[How to complete this task]
Only the lines from the one that contains "Put a point on every instance of the white baseboard" through the last line of the records should appear, each printed exactly as it is.

====

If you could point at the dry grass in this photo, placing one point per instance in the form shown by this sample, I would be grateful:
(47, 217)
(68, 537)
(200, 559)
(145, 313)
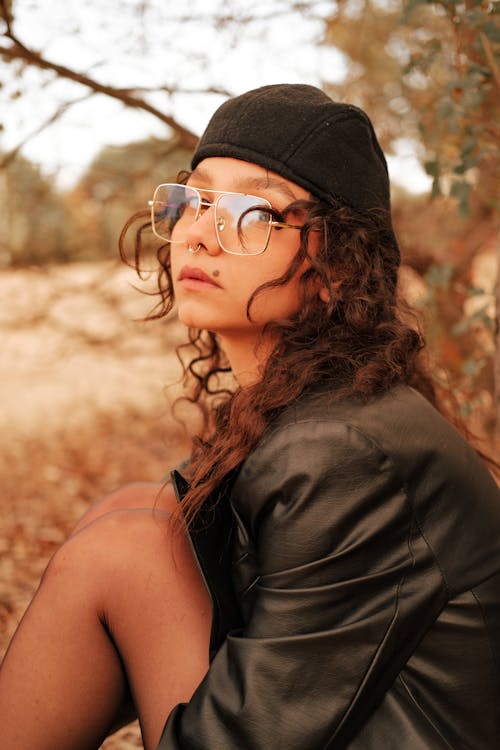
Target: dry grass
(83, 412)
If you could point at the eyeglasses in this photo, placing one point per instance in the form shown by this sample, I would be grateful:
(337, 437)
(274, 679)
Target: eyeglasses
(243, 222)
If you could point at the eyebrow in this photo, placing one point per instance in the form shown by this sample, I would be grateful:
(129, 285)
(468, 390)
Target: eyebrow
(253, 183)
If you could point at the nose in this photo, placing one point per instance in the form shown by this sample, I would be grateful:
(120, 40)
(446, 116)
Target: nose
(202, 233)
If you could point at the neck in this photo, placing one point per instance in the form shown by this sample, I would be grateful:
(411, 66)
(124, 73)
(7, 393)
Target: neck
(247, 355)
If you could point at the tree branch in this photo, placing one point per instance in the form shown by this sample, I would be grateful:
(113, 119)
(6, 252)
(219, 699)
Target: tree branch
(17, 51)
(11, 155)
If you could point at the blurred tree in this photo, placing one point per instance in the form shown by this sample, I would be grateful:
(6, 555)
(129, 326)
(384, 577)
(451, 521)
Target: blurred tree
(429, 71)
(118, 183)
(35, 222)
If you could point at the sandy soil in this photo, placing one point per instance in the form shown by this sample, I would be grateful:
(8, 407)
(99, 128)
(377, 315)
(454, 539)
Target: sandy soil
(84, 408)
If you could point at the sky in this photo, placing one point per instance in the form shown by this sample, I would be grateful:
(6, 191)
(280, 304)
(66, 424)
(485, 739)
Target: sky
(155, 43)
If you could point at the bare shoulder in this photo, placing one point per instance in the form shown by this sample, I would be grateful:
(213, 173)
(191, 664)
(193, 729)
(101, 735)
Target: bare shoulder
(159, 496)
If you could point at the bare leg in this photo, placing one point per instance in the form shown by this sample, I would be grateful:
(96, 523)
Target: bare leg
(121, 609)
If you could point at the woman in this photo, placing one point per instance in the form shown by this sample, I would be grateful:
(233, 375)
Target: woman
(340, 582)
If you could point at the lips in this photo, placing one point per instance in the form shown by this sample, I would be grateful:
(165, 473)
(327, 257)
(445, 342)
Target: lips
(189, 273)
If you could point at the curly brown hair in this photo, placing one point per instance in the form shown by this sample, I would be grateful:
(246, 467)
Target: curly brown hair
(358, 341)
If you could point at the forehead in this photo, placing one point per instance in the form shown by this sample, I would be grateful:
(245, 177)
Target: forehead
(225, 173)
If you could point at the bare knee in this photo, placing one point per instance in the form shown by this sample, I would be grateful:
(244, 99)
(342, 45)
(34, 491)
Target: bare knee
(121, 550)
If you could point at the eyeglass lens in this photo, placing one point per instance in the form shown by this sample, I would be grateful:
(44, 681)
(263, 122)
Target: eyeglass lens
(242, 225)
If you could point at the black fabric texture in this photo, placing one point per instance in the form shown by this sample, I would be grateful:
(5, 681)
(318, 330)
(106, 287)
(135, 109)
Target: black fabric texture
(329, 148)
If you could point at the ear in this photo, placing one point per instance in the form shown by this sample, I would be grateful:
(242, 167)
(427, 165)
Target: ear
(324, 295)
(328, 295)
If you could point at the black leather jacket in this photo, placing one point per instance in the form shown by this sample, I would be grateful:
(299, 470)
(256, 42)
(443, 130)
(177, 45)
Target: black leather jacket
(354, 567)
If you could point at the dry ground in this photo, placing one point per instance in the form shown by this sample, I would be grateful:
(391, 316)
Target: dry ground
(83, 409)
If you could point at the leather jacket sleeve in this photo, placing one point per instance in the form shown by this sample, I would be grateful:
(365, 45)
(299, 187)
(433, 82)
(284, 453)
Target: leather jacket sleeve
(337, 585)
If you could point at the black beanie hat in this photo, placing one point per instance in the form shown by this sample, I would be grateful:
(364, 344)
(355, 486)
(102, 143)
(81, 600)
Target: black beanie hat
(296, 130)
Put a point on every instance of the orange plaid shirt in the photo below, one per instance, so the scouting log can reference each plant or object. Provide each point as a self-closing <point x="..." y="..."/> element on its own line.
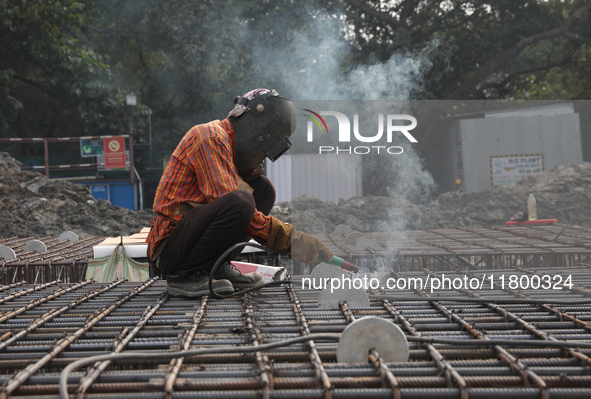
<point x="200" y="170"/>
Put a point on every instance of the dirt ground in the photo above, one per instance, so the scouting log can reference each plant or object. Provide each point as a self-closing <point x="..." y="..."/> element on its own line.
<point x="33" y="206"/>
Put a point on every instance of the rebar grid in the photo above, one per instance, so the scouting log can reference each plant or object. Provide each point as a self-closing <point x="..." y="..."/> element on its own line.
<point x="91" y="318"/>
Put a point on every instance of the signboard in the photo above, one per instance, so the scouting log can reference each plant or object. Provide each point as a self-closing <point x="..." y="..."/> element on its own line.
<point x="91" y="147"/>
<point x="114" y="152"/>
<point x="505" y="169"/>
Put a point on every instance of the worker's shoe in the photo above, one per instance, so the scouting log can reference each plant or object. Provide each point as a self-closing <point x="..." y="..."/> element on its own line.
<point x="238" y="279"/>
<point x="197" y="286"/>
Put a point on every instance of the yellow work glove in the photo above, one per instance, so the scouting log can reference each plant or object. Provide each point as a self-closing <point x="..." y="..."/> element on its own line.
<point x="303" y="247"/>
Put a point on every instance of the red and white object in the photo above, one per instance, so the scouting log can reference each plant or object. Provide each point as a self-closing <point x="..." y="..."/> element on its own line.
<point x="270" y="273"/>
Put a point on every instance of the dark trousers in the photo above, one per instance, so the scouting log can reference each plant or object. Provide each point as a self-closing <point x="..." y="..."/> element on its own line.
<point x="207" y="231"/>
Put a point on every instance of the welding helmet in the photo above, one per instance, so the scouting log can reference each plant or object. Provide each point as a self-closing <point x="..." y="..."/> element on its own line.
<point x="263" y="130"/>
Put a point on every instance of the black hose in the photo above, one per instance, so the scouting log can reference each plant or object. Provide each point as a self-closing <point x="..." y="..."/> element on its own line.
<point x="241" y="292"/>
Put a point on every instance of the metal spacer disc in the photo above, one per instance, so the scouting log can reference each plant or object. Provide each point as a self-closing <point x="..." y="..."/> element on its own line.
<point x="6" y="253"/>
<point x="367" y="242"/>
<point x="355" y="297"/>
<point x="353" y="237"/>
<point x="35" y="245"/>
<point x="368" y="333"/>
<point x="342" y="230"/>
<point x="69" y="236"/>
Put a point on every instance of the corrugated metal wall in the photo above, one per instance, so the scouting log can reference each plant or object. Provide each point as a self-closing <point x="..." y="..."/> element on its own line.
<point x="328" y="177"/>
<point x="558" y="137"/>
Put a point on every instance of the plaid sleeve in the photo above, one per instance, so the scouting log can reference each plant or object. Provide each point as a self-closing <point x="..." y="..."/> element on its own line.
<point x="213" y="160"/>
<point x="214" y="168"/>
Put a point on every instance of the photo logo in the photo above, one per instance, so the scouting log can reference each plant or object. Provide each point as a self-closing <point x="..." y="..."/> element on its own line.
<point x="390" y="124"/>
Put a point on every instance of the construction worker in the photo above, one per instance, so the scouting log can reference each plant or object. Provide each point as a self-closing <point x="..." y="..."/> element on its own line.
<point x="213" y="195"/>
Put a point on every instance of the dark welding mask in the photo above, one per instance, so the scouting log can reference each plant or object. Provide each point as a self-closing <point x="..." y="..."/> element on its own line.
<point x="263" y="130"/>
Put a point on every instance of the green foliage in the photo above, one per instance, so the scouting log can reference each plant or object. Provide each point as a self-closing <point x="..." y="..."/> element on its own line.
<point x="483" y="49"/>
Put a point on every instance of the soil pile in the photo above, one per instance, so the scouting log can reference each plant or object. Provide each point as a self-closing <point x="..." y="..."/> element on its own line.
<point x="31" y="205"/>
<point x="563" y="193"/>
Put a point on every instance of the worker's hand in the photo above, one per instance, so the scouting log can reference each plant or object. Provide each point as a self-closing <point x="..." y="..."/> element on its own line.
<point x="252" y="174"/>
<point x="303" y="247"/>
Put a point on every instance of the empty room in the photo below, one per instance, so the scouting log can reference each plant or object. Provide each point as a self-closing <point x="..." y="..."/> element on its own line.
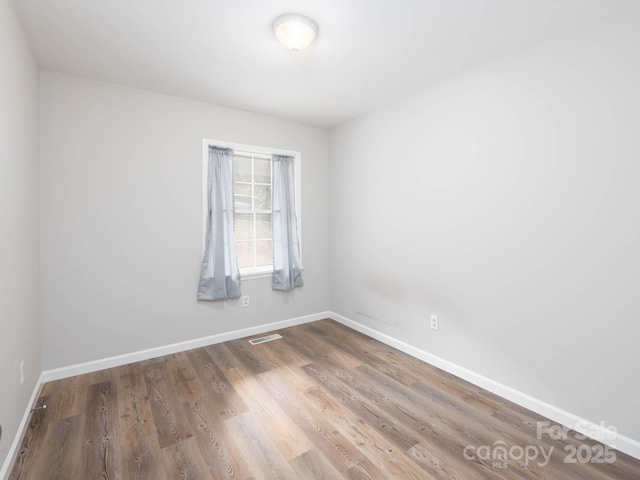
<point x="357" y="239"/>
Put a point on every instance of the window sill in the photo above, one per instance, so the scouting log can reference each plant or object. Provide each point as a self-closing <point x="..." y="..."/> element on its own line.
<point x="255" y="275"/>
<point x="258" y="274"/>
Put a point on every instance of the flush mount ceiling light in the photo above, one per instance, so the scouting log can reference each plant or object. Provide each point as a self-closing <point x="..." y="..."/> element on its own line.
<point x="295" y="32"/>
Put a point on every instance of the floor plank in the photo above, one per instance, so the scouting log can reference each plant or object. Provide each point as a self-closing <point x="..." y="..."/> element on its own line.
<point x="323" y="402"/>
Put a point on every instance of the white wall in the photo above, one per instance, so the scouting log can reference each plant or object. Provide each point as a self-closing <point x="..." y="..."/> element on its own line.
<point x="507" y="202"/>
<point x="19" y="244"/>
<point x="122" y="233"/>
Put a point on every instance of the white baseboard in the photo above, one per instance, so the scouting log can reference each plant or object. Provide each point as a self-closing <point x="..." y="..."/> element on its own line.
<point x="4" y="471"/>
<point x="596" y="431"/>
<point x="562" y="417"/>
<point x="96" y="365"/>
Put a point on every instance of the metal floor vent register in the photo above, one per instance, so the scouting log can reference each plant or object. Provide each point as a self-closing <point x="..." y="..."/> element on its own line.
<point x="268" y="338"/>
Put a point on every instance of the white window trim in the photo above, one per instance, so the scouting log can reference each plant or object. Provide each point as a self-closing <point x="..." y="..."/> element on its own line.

====

[Result for this task]
Put a point on every instance of the white baseboard in the photo above, one per instance, so the scouting log can reference each plant or object. Provide each point as a self-closing <point x="..." y="..."/> element on its own line.
<point x="4" y="471"/>
<point x="596" y="431"/>
<point x="562" y="417"/>
<point x="96" y="365"/>
Put a point on every instance of the metal floor vent register in the photo above, one per instance, so the scouting log can reference each plant or object. Provide each point as a self-closing <point x="..." y="..."/> element on its own line.
<point x="268" y="338"/>
Put a point on every instance of the white window trim in the photo above, one per instance, so the scouting log can reference each plant or object. Provide each point as a self-closing <point x="..." y="..."/> element on its own line.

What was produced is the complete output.